▸ **Given exercise**
Count the lines in the material below that contain the string "reed". Reply with the number alone.

* Begin *

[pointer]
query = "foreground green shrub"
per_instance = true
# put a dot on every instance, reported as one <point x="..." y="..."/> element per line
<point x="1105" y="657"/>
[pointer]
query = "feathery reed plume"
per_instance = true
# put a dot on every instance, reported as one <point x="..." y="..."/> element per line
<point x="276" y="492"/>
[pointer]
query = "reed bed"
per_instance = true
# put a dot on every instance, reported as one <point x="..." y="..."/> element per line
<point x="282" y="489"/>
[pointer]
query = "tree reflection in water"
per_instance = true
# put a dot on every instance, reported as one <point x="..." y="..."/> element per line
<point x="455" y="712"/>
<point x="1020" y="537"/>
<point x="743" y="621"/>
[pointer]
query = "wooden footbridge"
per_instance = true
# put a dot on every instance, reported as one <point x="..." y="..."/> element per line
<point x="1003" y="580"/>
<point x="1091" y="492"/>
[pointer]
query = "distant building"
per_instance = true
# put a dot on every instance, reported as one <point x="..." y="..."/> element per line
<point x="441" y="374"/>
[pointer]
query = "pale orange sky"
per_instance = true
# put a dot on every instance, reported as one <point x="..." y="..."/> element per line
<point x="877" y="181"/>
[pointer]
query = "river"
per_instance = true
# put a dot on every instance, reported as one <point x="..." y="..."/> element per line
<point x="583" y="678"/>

* End *
* Begin *

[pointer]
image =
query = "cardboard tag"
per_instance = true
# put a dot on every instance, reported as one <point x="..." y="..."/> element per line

* End *

▸ **Response to the task**
2